# Written request
Everything in the listing should be restated word for word.

# Information given
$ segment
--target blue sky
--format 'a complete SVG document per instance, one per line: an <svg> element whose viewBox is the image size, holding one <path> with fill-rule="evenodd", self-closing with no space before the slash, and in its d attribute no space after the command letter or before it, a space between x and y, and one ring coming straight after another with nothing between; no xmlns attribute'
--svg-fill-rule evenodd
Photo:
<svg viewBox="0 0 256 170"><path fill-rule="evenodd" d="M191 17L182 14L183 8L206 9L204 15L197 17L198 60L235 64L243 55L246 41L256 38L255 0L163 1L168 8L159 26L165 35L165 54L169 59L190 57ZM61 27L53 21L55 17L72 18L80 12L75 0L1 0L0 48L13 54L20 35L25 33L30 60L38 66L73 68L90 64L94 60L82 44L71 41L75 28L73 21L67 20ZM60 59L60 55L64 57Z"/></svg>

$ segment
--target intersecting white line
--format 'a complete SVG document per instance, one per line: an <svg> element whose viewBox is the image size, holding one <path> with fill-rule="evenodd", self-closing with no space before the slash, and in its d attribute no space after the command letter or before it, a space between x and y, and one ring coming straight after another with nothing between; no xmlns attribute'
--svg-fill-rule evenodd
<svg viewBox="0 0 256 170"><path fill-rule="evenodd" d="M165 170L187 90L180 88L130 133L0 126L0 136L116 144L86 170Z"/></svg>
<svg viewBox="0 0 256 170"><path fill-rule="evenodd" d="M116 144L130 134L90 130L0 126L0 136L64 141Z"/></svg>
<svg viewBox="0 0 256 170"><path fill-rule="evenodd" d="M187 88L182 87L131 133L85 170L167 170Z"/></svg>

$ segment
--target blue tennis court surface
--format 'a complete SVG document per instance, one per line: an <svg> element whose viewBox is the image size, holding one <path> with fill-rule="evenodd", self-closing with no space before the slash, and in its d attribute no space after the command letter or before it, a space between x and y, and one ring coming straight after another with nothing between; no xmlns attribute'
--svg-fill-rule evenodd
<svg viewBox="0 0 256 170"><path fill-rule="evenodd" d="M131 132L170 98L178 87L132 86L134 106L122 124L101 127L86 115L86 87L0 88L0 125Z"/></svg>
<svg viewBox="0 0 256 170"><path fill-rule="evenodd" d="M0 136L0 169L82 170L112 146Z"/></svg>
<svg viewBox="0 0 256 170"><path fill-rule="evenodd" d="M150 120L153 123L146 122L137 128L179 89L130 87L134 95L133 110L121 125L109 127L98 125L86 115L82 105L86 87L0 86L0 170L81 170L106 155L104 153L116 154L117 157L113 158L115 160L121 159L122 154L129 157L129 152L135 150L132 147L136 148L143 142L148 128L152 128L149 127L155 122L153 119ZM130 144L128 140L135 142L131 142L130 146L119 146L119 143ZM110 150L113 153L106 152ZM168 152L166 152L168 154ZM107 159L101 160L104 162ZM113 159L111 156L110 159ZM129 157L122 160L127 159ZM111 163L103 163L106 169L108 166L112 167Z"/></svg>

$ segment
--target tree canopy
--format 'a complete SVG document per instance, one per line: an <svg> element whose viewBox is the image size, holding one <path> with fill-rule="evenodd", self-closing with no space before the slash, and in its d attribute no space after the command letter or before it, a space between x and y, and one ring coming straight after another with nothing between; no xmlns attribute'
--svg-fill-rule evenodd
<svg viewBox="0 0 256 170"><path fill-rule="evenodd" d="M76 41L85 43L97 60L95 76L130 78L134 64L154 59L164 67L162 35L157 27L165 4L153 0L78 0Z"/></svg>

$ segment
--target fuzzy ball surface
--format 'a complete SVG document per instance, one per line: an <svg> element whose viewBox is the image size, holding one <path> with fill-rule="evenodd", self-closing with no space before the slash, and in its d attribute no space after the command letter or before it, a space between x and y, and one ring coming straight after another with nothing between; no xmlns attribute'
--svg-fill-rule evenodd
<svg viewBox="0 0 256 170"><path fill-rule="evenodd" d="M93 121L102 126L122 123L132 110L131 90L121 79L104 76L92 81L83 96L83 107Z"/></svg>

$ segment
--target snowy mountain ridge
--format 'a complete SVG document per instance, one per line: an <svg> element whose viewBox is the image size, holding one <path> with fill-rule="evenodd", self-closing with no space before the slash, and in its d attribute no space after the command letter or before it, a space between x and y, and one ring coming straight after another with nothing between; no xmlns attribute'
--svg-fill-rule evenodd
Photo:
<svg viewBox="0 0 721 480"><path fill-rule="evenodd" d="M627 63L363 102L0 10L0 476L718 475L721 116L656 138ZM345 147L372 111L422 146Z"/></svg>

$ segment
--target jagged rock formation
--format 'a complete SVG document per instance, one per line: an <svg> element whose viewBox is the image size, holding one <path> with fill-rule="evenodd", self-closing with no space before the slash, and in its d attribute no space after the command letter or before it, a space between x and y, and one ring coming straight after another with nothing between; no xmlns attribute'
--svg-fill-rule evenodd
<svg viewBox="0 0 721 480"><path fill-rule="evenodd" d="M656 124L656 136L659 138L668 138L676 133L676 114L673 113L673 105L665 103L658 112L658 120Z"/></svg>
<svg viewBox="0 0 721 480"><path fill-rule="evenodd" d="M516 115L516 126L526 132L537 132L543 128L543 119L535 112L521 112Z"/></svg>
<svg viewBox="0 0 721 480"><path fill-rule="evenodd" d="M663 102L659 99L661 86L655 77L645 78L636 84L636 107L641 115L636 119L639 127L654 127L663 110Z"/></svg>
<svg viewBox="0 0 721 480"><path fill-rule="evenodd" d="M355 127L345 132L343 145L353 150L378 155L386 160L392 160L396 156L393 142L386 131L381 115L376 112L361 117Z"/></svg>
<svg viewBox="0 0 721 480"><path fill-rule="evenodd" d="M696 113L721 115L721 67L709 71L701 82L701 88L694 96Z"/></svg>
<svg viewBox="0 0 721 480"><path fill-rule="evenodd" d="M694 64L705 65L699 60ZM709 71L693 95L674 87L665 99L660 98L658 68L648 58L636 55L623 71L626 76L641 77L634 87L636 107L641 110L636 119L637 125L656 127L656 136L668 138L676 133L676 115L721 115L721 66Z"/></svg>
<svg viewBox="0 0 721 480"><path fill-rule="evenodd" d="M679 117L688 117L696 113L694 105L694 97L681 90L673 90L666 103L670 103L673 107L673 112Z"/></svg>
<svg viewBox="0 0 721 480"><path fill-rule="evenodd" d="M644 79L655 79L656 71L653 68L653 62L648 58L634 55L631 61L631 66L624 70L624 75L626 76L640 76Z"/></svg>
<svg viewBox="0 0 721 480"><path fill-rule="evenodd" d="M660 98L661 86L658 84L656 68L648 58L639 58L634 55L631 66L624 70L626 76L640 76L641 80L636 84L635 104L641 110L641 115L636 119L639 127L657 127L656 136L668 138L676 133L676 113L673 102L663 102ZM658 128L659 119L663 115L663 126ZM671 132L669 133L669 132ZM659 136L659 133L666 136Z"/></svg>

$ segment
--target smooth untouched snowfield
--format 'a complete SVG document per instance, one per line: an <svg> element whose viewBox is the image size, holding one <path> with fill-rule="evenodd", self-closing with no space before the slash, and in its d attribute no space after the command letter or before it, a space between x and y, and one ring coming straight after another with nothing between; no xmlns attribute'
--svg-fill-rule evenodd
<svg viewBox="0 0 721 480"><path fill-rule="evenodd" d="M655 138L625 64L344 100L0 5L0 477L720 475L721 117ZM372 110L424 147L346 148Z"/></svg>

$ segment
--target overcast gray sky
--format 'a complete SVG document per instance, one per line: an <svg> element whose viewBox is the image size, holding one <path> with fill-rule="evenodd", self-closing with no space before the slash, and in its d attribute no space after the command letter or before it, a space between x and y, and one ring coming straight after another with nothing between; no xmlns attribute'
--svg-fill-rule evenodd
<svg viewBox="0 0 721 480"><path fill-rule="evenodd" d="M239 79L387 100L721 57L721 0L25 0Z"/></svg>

# Correct output
$ segment
--target blue sky
--format 'a complete SVG document per instance, one per line: an <svg> element whose viewBox is the image size, holding one <path> with fill-rule="evenodd", self-closing with no space before the slash, and in its d attribute no space after the command letter or before it, a space between x and y, and one ring coming straight after another with nothing between; no xmlns attribute'
--svg-fill-rule evenodd
Photo:
<svg viewBox="0 0 256 170"><path fill-rule="evenodd" d="M191 17L182 14L183 8L206 9L204 15L197 17L198 60L235 64L243 55L246 41L256 38L255 0L163 1L168 8L159 26L165 35L165 54L169 59L190 57ZM61 27L53 21L55 17L72 18L80 12L75 0L1 0L0 48L13 54L20 35L25 33L30 60L38 66L73 68L90 64L94 60L82 44L71 41L75 28L73 21L67 20ZM60 59L60 55L64 57Z"/></svg>

$ segment
--target intersecting white line
--format 'a complete SVG document per instance, one per line: an <svg> element whose viewBox is the image size, holding one <path> with fill-rule="evenodd", self-closing with no space before the slash, and in its d attribute no space after the command letter or before it, a space between x and y, and one ring coming straight after another with nothing between; no xmlns attribute'
--svg-fill-rule evenodd
<svg viewBox="0 0 256 170"><path fill-rule="evenodd" d="M165 170L187 90L180 88L130 133L0 126L0 136L116 144L86 170Z"/></svg>
<svg viewBox="0 0 256 170"><path fill-rule="evenodd" d="M116 144L130 134L90 130L0 126L0 136L64 141Z"/></svg>
<svg viewBox="0 0 256 170"><path fill-rule="evenodd" d="M187 88L182 87L131 133L85 170L167 170Z"/></svg>

$ segment
--target blue tennis court surface
--format 'a complete SVG document per instance, one per line: an <svg> element whose viewBox is the image size, holding one <path> with fill-rule="evenodd", self-closing with no space before the slash, and in its d attribute no space after the command letter or before it, a space between x and y, and one ring coming straight after another with nothing between; no xmlns attribute'
--svg-fill-rule evenodd
<svg viewBox="0 0 256 170"><path fill-rule="evenodd" d="M131 132L170 98L178 87L132 86L134 106L122 124L101 127L86 115L86 87L0 88L0 125Z"/></svg>
<svg viewBox="0 0 256 170"><path fill-rule="evenodd" d="M0 136L0 169L82 170L112 146Z"/></svg>
<svg viewBox="0 0 256 170"><path fill-rule="evenodd" d="M150 120L153 123L146 122L137 128L179 89L130 87L134 95L133 110L121 125L109 127L98 125L86 115L82 105L86 87L0 86L0 170L81 170L106 155L104 153L116 154L117 157L113 158L115 160L121 159L122 154L129 157L129 152L135 150L132 147L136 148L143 142L148 128L152 128L149 127L155 122L153 119ZM130 144L128 140L135 142L131 142L130 146L119 146L119 143ZM110 150L113 153L106 152ZM168 152L166 152L168 154ZM107 159L101 160L104 162ZM113 159L111 156L110 159ZM129 157L122 160L127 159ZM111 163L103 163L106 169L108 166L112 167Z"/></svg>

$ segment
--target tree canopy
--format 'a complete SVG document per instance, one per line: an <svg> element whose viewBox is the image size, holding one <path> with fill-rule="evenodd", self-closing with no space before the slash, and in its d attribute no space after the command letter or before it, a space between x and y, and one ring coming straight after another with nothing between; no xmlns attribute'
--svg-fill-rule evenodd
<svg viewBox="0 0 256 170"><path fill-rule="evenodd" d="M76 41L85 43L97 60L95 76L130 78L134 64L154 59L164 67L162 35L157 27L165 4L153 0L78 0Z"/></svg>

$ segment
--target fuzzy ball surface
--format 'a complete SVG document per instance, one per line: an <svg> element whose viewBox is the image size, holding one <path> with fill-rule="evenodd", self-closing with no space before the slash, and in its d attribute no space after the command letter or before it, a space between x and y, and one ring coming straight after another with nothing between; no xmlns attribute'
--svg-fill-rule evenodd
<svg viewBox="0 0 256 170"><path fill-rule="evenodd" d="M93 121L102 126L122 123L132 110L131 90L121 79L104 76L92 81L83 96L83 107Z"/></svg>

$ segment
--target snowy mountain ridge
--format 'a complete SVG document per instance, one per line: an <svg> element whose viewBox is the image size, holding one <path> with fill-rule="evenodd", self-closing with no space before the slash, and in its d attribute no space after the command letter or before it, a space between x and y, and one ring coming straight after another with nothing between; no xmlns attribute'
--svg-fill-rule evenodd
Photo:
<svg viewBox="0 0 721 480"><path fill-rule="evenodd" d="M627 63L363 102L0 10L0 476L718 475L721 116L656 138ZM345 147L372 111L422 146Z"/></svg>

$ segment
--target jagged rock formation
--format 'a complete SVG document per instance, one per line: an <svg> element whose viewBox is the image size, holding one <path> with fill-rule="evenodd", self-closing with no space before the slash, and in its d attribute no space after the command letter or before it, a space between x and y, and one ring coming straight after another with nothing between; no xmlns attribute'
--svg-fill-rule evenodd
<svg viewBox="0 0 721 480"><path fill-rule="evenodd" d="M656 124L656 136L659 138L668 138L676 133L676 114L673 113L673 105L665 103L658 112L658 120Z"/></svg>
<svg viewBox="0 0 721 480"><path fill-rule="evenodd" d="M516 115L516 126L526 132L537 132L543 128L543 119L535 112L521 112Z"/></svg>
<svg viewBox="0 0 721 480"><path fill-rule="evenodd" d="M663 102L659 99L661 86L655 77L645 78L636 84L636 107L641 115L636 119L639 127L654 127L663 110Z"/></svg>
<svg viewBox="0 0 721 480"><path fill-rule="evenodd" d="M355 127L345 132L343 145L353 150L378 155L386 160L392 160L396 156L393 142L386 131L381 115L376 112L361 117Z"/></svg>
<svg viewBox="0 0 721 480"><path fill-rule="evenodd" d="M696 113L721 115L721 67L709 71L701 82L701 88L694 96Z"/></svg>
<svg viewBox="0 0 721 480"><path fill-rule="evenodd" d="M694 64L705 65L699 60ZM709 71L693 95L674 87L665 99L660 98L658 68L648 58L636 55L623 71L626 76L641 77L634 87L636 107L641 110L636 119L637 125L656 127L656 136L668 138L676 133L676 115L721 115L721 66Z"/></svg>
<svg viewBox="0 0 721 480"><path fill-rule="evenodd" d="M679 117L688 117L696 113L694 105L694 97L681 90L673 90L666 103L670 103L673 107L673 112Z"/></svg>
<svg viewBox="0 0 721 480"><path fill-rule="evenodd" d="M644 79L655 79L656 71L653 68L653 62L648 58L634 55L631 61L631 66L624 70L624 75L626 76L640 76Z"/></svg>
<svg viewBox="0 0 721 480"><path fill-rule="evenodd" d="M660 98L661 86L658 84L656 68L648 58L639 58L634 55L631 66L624 70L626 76L640 76L641 80L636 84L635 104L641 110L641 115L636 119L639 127L657 127L656 136L668 138L676 133L676 113L673 102L663 102ZM658 128L659 119L663 115L663 126ZM671 132L669 133L669 132ZM659 136L659 133L666 136Z"/></svg>

$ segment
--target smooth untouched snowfield
--format 'a complete SVG document per instance, one per line: an <svg> element whose viewBox is the image size, holding one <path> with fill-rule="evenodd", self-closing with no space before the slash, and in its d attribute no space after the command letter or before it, a space between x and y, and one ring coming straight after another with nothing between; no xmlns attribute'
--svg-fill-rule evenodd
<svg viewBox="0 0 721 480"><path fill-rule="evenodd" d="M655 138L625 64L344 100L0 5L0 477L720 475L721 117ZM372 110L424 147L346 148Z"/></svg>

$ segment
--target overcast gray sky
--format 'a complete SVG document per instance, one per line: an <svg> element whose viewBox is the image size, holding one <path> with fill-rule="evenodd", self-closing with no space before the slash, and in its d attribute no space after the command letter or before it, a space between x and y, and one ring coming straight after another with nothing between; no xmlns attribute'
--svg-fill-rule evenodd
<svg viewBox="0 0 721 480"><path fill-rule="evenodd" d="M239 79L387 100L721 57L721 0L25 0Z"/></svg>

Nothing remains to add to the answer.